Document extract:
^^^^
When serving overseas, service members are prone to a variety of hazards and dangers. While there are number of things that can happen to service members while they are working overseas, one of the most common types of disorders or ailments afflicting veterans is that of post-traumatic stress disorder (PTSD). In fact, it is estimated that at least 20% of Iraqi war veterans and approximately 11% of veterans of the war in Afghanistan suffer from PTSD. In addition, veterans returning from Iraq and Afghanistan may also suffer from an injury known as Traumatic Brain Injury (TBI). The primary issue with this is that treatment for PTSD and TBI can differ, even though both conditions may show similar symptoms. While it is difficult to determine which ailment an individual might suffer from, recent developments have allowed researchers to determine differences between TBI and PTSD that can help countless numbers of individuals, both veteran and civilian, who may suffer from TBI, PTSD, or from both.
Traumatic Brain Injuries
It goes without saying that the brain is one of the most important parts of a person’s body. Not only does it control basic motor functions, but it also allows for the expression of ideas and personality. Traumatic Brain Injuries (TBI) are injuries to the brain that range from mild to severe. TBIs come from a variety of forms of trauma to the head and can include:
- Being struck in the head by an object, such as a fist or a bat
- The head striking an object, such as a dashboard or wall
- Injuries caused by nearby blasts or explosions
While there is plenty of risk for civilians to develop TBI, service members overseas are at even more risk of developing TBI due to the nature of their work.
While TBI is generally initiated by some kind of physical trauma to the head, the effects of TBI can include:
- Physical changes
- Behavioral changes
- Problems in thinking skills
- Memory problems
Post-Traumatic Stress Disorder
While TBI is primarily identified by physical injuries, PTSD is generally characterized by psychological strain or stress. Post-traumatic stress disorder can generate from a variety of situations, but it generally develops after an individual experiences a traumatic event. During such an event, an individual may feel as though his or her life, or the lives of others, are being threatened. In addition, an individual may even feel as though he or she has lost all control over what is happening.
While encountering a traumatic event may naturally lead to a stress-related reaction, not all traumatic events lead to the development of PTSD. Even though there are no concrete factors that indicate who will and will not develop PTSD, there are some factors that can indicate the likelihood a person will suffer from PTSD. These factors include, but are not limited to:
- The intensity and length of the trauma
- The individual’s proximity to the trauma
- Whether there was any injury sustained from the trauma
- The intensity of the individual’s reaction to the trauma
- The level of help and support received after the event
The New Research
While TBI and PTSD share similar symptoms, the causes and treatments of each affliction can vary greatly. In addition, it is not only possible, but likely, that veterans who suffer from one ailment may also suffer from the other. The primary problem in treating such matters can be in determining the severity and extent of such ailments and determining which ailment an individual actually suffers from. Fortunately, recent developments have made it easier for researchers and physicians to differentiate between the two. Through the use of SPECT brain imaging and quantitative analysis of these scans, researchers have been able to identify key markers that differentiate TBI from PTSD. As a result, not only can researchers properly identify cases of PTSD and TBI, but they can also avoid hazardous mistakes such as providing an incorrect diagnosis or form of treatment due to the similarity between the two ailments.
^^^^
Entries provided:

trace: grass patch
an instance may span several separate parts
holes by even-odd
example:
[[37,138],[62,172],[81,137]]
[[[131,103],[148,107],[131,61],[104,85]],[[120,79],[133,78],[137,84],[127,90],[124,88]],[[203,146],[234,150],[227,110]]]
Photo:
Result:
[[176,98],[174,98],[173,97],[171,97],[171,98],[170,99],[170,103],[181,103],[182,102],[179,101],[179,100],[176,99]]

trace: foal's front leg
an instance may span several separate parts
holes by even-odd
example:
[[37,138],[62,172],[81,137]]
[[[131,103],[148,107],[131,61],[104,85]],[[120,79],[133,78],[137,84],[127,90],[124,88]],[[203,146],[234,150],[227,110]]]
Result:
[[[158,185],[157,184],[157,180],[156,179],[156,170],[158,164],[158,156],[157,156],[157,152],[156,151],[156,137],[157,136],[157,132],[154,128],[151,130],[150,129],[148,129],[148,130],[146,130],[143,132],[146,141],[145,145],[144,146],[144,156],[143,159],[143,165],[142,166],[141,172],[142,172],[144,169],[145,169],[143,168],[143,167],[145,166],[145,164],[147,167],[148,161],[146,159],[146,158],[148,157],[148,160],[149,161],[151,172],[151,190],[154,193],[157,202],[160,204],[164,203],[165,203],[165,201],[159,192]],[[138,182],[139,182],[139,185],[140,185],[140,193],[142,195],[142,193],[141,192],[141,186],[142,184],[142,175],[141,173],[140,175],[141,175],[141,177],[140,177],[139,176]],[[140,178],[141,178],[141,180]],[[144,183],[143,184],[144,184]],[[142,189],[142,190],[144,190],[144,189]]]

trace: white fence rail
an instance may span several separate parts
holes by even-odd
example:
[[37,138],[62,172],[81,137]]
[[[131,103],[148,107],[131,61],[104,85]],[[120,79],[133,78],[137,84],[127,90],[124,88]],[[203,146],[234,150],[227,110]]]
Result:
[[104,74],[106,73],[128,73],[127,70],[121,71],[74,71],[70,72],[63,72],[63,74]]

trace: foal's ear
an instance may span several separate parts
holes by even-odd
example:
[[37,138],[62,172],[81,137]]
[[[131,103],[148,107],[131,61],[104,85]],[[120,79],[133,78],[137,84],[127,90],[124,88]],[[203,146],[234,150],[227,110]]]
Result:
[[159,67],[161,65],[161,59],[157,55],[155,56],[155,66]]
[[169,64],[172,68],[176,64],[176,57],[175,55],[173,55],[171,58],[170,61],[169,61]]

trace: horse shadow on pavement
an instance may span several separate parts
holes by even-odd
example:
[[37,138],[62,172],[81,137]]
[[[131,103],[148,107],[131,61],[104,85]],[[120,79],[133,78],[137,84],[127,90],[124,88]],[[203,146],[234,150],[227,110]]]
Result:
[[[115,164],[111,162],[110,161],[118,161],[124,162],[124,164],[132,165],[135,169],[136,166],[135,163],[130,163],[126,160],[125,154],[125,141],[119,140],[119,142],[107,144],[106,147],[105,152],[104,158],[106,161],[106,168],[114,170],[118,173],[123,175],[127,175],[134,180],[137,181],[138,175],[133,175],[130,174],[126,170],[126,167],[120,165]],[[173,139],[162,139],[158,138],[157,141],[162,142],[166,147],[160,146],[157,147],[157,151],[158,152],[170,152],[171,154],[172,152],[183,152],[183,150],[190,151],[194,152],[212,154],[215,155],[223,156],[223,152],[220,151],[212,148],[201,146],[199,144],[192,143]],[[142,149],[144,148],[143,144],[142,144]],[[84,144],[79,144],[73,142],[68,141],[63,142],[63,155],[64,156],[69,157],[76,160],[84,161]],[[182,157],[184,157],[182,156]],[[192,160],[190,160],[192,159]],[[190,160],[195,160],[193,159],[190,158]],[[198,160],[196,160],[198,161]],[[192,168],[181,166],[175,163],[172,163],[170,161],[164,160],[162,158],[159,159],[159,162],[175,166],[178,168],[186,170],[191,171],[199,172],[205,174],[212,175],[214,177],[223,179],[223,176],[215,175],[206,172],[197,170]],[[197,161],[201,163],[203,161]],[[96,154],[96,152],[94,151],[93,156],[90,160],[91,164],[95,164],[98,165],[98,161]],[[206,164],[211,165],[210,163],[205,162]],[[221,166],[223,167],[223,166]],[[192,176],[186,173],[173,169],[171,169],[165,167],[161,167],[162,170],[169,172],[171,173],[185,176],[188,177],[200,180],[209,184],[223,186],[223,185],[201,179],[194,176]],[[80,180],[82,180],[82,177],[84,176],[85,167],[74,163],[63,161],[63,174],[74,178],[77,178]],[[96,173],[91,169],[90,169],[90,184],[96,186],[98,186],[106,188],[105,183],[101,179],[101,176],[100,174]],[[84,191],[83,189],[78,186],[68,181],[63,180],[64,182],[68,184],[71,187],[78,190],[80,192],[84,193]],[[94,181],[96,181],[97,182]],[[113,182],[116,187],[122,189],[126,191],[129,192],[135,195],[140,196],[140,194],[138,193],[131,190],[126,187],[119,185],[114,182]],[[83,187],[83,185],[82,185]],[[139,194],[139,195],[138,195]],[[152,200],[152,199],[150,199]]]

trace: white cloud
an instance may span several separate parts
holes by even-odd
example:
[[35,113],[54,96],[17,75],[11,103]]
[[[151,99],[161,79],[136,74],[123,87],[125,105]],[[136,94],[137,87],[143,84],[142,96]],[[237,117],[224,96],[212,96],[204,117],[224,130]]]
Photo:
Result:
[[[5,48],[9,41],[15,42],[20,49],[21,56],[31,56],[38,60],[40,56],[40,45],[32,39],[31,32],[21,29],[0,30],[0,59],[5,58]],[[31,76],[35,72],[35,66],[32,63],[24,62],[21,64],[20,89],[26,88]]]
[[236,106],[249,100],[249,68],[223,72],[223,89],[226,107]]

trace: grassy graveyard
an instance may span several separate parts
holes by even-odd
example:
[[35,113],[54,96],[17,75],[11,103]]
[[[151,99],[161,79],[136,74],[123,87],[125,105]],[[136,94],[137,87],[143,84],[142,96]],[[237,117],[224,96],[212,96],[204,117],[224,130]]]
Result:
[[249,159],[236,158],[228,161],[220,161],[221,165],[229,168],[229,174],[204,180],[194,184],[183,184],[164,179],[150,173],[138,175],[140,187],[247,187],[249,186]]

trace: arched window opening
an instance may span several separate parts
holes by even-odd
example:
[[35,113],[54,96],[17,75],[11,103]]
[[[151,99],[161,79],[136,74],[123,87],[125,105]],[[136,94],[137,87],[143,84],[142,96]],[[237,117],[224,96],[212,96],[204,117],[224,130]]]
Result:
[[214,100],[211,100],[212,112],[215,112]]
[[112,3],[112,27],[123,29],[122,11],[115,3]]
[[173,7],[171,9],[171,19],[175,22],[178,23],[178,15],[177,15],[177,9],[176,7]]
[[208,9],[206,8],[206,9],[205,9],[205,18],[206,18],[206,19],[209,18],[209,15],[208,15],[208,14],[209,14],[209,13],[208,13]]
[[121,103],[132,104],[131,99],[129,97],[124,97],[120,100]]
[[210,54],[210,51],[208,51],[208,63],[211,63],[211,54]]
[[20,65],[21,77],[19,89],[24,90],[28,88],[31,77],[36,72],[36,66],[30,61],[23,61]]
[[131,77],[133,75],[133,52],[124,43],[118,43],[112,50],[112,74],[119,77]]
^^^^
Task prompt:
Answer these questions from the text on TBI and PTSD:
1. What share of Iraq war veterans is estimated to suffer from PTSD?
2. What is PTSD generally characterized by?
3. What imaging method has helped researchers tell TBI apart from PTSD?

Result:
1. At least 20%.
2. Psychological strain or stress.
3. SPECT brain imaging, with quantitative analysis of the scans.